— The problem —
Transcribe all of the data exactly. Images stay out.
:::
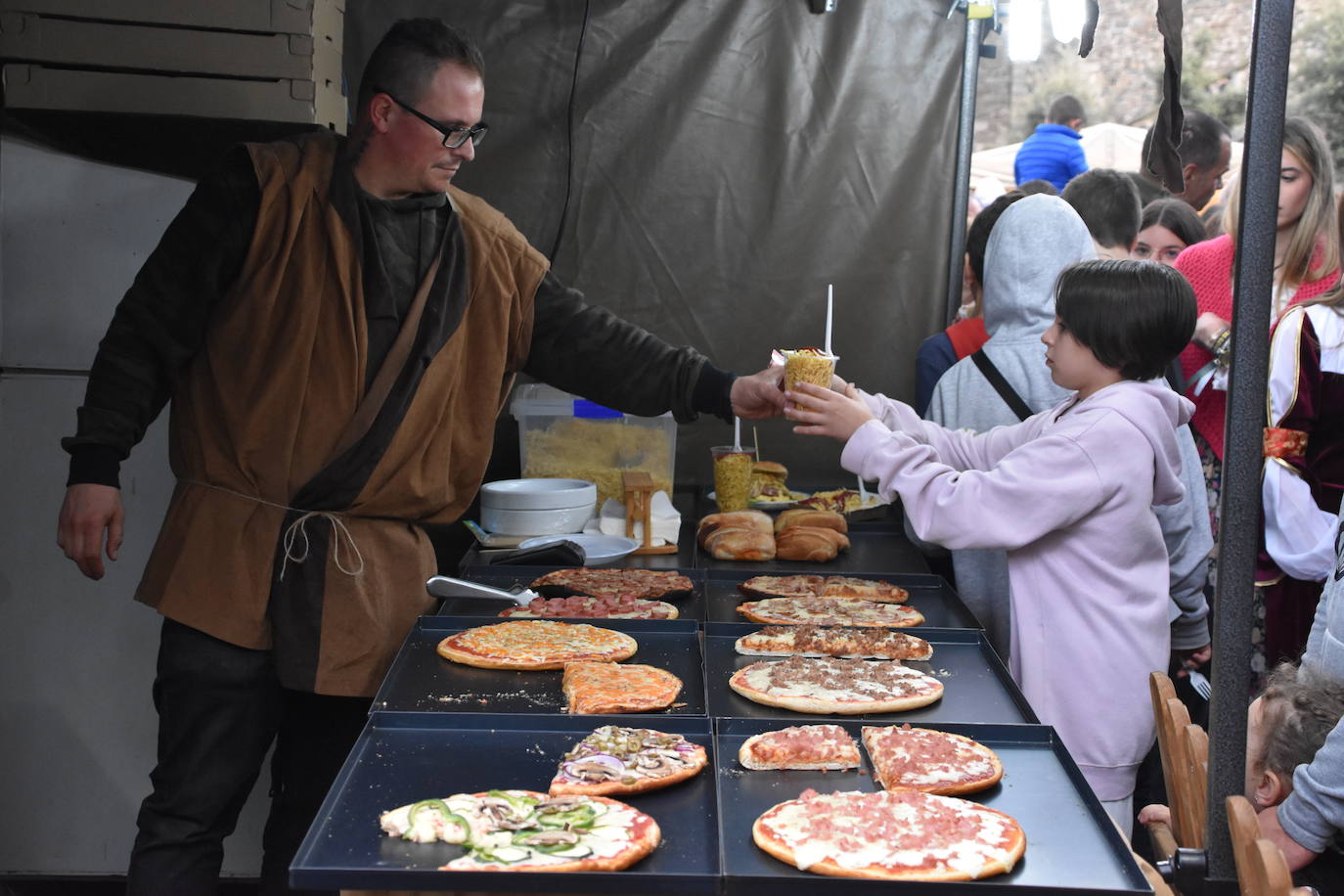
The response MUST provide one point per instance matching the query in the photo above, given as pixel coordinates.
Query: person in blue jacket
(1053, 151)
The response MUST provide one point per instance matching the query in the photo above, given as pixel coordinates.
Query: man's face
(1202, 183)
(456, 96)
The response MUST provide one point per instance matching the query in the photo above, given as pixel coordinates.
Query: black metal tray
(424, 681)
(507, 576)
(869, 550)
(976, 686)
(1071, 844)
(402, 758)
(929, 594)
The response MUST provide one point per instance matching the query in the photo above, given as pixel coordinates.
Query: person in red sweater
(1307, 265)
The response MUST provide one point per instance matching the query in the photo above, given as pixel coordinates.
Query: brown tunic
:::
— Response below —
The response MUST provide one point per instance matching the query in the photo above, given as pixel coordinates.
Query: person in blue jacket
(1053, 151)
The response MUST provide one point per instance matching the query in the photo above, given as pixel coordinates.
Query: man's face
(1202, 183)
(456, 96)
The response MUST provide one point per instance matching the query in the photo above, given as pixel coordinates.
Query: black metal tray
(424, 681)
(507, 576)
(869, 550)
(976, 686)
(1071, 844)
(402, 758)
(929, 594)
The response MUST provide one point per instance matching the query in the photo above, given as pixel coordinates.
Query: person in red sweater
(1307, 265)
The response MUST provide one point per instance matching the query in the photo above, given as pixel coordinates.
Query: brown tunic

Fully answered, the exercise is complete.